=== PROBLEM TO SOLVE ===
Your response should be every line of the data, written out exactly.

=== INPUT DATA ===
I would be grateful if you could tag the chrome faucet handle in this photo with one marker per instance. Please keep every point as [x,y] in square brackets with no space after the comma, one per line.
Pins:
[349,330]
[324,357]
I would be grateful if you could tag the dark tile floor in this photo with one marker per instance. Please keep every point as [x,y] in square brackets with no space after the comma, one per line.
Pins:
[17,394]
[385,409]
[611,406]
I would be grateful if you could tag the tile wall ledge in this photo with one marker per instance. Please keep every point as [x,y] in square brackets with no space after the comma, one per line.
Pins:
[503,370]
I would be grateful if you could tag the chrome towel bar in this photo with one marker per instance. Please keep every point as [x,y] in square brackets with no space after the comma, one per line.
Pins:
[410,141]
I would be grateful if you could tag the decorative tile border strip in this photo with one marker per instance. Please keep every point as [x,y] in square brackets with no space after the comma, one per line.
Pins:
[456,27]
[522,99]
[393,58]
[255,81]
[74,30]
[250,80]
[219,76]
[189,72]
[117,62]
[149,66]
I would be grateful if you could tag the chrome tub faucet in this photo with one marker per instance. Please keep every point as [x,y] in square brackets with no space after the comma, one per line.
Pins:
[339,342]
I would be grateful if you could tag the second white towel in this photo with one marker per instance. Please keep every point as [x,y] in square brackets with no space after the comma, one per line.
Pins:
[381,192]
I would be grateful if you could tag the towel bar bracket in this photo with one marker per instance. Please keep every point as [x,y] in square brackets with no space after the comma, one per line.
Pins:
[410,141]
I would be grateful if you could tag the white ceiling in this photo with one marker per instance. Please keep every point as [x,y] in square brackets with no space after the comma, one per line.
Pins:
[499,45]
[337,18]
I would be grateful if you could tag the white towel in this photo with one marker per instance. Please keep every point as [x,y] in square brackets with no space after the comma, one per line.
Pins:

=== TASK ANSWER ===
I would be grateful if you could tag the chrome faucet handle in this photo with one marker per instance. Please keep every point as [x,y] in square brackets with no space after the comma, one per line.
Pins:
[349,330]
[324,357]
I would be grateful if you could tag the dark tile floor in this photo with one marker per instance. Please keep every point as [x,y] in square brackets with no space after the comma, one per line.
Pins:
[17,394]
[385,409]
[611,406]
I would be grateful if you could tag the tile wall ledge in this photo with one marker per instance. Please keep every point as [x,y] in square brackets with no space after the comma, one per line.
Pins:
[503,370]
I would be grateful if you could tag the chrome towel bar in this photo with one marker per instance. Please keep every point as [x,y] in square brackets with no space after the comma, one per line.
Pins:
[410,141]
I would be grateful if you could tag the decorative tile border strip in this photo with one marker per instance. Please keep every point as [x,y] in square brackets with no space after the comma, one per line.
Pins:
[456,27]
[522,99]
[393,58]
[255,81]
[74,30]
[250,80]
[219,76]
[189,72]
[117,62]
[149,66]
I would be grateful if you could tag the chrome tub faucet in this photo with one marker per instance. Please keep every point as [x,y] in square brackets with no space after the comma, one per line.
Pins:
[339,342]
I would be grateful if you could tag the second white towel in this photo with one marker per instance. Please keep every point as [x,y] in square brackets with no space after the comma, one per line.
Pins:
[381,192]
I would be grateful if you could tag the towel bar bracket in this photo with one marker per instance. Please keep every point as [x,y] in square brackets with no space after the comma, one per line.
Pins:
[410,141]
I would be grateful if you could tag the white ceiling in this photo with one marker per instance. Please keep every point as [x,y] in square brackets with no space after the comma, one per line.
Pins:
[499,45]
[337,18]
I would be grateful if you could tag the white towel in this photo with one marker per instance. Please keep every point as [x,y] in square brackets with no space after the comma, one per line.
Pins:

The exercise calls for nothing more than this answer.